◆ **DESCRIPTION OF THE TASK**: Rewrite only the lines from the one with "For the benchmark, provide one point per instance of the fallen" to the one with "Target: fallen twig", both included, putting "broken branch" in place of "fallen twig" and keeping everything else the same. Leave the picture out of your answer.

◆ **ENTRIES PROVIDED**:
□ □ □ □ □ □ □

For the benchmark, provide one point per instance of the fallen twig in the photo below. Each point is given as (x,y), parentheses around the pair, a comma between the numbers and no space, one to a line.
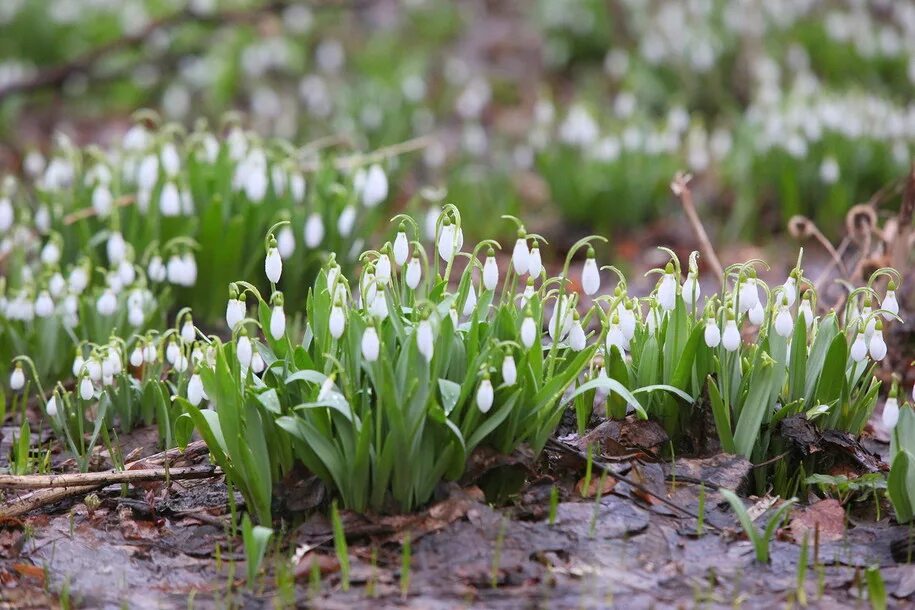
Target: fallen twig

□ □ □ □ □ □ □

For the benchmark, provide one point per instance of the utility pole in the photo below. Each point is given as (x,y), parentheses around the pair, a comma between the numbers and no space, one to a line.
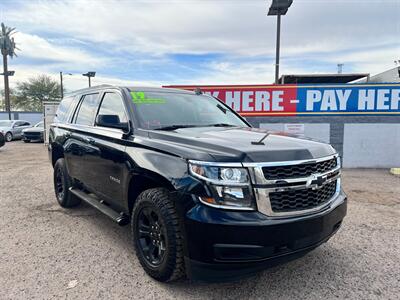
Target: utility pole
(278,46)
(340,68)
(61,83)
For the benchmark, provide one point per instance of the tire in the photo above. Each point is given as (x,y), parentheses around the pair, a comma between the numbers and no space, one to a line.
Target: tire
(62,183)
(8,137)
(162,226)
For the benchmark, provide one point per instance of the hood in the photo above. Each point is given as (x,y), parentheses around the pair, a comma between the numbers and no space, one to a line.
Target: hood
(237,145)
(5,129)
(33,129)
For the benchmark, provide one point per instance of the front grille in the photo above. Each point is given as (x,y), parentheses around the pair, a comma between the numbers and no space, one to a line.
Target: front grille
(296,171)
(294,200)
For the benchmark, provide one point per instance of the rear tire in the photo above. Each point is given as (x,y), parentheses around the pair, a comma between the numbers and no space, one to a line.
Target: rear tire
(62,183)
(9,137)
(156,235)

□ □ □ □ □ □ □

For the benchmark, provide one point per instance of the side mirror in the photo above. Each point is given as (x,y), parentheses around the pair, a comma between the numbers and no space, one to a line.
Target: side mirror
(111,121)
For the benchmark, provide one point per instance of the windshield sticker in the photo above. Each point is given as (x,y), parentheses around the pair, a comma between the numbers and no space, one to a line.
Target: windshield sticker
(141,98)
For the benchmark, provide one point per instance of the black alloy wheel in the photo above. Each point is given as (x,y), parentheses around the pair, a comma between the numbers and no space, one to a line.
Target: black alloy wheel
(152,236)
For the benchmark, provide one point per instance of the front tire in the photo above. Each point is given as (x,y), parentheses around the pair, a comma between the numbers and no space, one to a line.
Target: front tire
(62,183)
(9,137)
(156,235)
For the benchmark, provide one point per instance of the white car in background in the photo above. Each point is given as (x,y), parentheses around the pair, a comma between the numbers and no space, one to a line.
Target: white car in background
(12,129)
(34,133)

□ □ □ □ □ □ □

◆ **TASK OUTPUT**:
For the benchmark, provide one point per instance of the broken branch in the photo below. Each point is given as (x,y), parentheses around the pair, a comma between the numbers and no space, one to a line.
Target: broken branch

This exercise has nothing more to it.